▸ WORK INSTRUCTIONS: Give back the whole listing exactly, line by line.

##### DATASET #####

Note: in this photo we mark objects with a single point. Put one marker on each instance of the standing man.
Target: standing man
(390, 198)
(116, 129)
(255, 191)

#####

▸ REPLY:
Note: in this photo we mark objects with a single point. Put one marker on each instance of the standing man.
Target: standing man
(390, 198)
(116, 129)
(255, 191)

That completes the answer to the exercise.